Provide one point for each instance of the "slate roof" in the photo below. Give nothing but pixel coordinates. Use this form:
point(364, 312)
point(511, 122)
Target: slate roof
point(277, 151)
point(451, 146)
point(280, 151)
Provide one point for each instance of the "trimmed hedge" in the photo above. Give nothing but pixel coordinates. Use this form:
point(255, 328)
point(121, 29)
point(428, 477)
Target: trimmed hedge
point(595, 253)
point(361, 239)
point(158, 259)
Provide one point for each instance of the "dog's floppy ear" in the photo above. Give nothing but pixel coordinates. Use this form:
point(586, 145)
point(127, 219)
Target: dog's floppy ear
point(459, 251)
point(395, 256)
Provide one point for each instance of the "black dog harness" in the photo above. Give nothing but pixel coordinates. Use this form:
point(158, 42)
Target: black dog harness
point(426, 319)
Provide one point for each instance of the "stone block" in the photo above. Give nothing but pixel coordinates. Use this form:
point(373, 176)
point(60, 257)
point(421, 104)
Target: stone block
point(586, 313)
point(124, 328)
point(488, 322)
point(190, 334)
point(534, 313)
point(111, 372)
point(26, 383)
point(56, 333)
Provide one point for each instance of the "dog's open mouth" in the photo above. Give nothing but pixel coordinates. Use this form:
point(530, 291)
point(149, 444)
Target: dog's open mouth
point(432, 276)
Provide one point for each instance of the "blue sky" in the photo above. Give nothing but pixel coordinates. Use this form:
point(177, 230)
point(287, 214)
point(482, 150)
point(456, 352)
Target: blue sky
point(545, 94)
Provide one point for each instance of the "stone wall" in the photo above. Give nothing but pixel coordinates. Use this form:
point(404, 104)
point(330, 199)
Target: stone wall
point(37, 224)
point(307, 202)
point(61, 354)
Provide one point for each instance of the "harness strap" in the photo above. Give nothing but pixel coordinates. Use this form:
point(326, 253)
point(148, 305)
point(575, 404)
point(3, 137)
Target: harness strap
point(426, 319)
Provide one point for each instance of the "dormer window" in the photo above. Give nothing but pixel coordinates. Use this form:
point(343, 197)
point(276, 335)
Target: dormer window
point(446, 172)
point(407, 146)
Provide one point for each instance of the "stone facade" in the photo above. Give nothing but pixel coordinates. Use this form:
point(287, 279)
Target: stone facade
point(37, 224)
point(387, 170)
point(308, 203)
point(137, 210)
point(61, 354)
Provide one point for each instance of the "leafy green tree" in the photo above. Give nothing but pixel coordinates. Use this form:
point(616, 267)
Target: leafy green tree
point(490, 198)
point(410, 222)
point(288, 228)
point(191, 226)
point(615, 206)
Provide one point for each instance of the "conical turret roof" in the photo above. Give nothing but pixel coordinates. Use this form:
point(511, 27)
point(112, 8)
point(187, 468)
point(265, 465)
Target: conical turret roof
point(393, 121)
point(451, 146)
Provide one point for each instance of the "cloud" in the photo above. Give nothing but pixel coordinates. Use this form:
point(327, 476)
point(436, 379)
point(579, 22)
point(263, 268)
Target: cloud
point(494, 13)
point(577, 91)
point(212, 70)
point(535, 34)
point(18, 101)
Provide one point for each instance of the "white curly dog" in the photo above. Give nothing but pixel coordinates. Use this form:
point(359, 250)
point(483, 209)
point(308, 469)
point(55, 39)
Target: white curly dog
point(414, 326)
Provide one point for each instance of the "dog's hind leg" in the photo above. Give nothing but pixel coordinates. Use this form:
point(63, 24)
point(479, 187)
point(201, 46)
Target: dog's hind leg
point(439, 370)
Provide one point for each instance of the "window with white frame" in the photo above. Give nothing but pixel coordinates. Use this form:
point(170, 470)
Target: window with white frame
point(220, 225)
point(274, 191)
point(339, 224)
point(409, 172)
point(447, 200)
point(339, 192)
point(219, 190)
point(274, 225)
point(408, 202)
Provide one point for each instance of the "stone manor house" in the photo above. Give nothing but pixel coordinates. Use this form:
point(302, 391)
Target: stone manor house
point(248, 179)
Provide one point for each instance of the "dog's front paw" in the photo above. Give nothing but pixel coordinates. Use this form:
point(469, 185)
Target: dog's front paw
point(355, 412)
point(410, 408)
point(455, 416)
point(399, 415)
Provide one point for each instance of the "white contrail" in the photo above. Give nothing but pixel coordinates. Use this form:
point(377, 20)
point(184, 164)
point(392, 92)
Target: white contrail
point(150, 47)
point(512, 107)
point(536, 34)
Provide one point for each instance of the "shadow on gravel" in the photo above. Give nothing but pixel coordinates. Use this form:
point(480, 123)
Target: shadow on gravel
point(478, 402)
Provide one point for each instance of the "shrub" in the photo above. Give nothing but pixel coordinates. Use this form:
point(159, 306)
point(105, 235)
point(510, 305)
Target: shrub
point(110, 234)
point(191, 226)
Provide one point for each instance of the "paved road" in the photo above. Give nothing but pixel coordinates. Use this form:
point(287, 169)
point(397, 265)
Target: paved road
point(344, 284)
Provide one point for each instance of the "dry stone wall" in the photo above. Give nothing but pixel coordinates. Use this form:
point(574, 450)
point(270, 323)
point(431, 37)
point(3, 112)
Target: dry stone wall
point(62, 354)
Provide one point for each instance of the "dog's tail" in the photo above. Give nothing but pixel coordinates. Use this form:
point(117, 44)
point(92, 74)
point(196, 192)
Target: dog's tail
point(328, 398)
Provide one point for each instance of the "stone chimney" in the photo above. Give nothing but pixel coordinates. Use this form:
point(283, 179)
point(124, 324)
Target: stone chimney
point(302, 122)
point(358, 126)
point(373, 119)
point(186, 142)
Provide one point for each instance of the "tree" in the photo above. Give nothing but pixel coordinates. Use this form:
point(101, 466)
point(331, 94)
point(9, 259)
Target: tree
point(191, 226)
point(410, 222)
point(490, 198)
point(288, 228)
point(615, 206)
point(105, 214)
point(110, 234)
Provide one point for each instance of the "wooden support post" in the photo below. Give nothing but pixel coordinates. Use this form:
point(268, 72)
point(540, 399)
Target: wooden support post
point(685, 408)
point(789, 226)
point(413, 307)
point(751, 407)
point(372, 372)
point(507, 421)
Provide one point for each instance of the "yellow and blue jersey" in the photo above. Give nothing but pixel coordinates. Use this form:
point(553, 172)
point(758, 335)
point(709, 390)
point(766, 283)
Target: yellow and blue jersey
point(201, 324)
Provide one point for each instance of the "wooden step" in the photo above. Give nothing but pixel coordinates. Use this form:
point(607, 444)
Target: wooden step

□ □ □ □

◆ **Your objective**:
Repeat exactly the lines of the listing from its first line through the line that holds "point(373, 176)". Nothing else should appear.

◆ **Result of this task**:
Provide one point for each instance of the "slate roof" in the photo below. Give nothing but pixel coordinates. Use this form:
point(364, 312)
point(511, 122)
Target: slate roof
point(277, 151)
point(451, 146)
point(280, 151)
Provide one point for each instance of the "trimmed hedge" in the photo above. Give nothing but pixel coordinates. Use this form:
point(255, 328)
point(121, 29)
point(428, 477)
Target: trimmed hedge
point(595, 253)
point(361, 239)
point(158, 259)
Provide one point for each instance of the "dog's floppy ear" in the photo above. Give nothing but pixel coordinates. Use this form:
point(586, 145)
point(127, 219)
Target: dog's floppy ear
point(459, 251)
point(395, 256)
Provide one point for each instance of the "black dog harness" in the photo above. Give nothing but pixel coordinates. Use this form:
point(158, 42)
Target: black dog harness
point(426, 319)
Provide one point for each instance of the "stone block" in the photo above. Give nothing but pixel coordinates. Use this form:
point(373, 176)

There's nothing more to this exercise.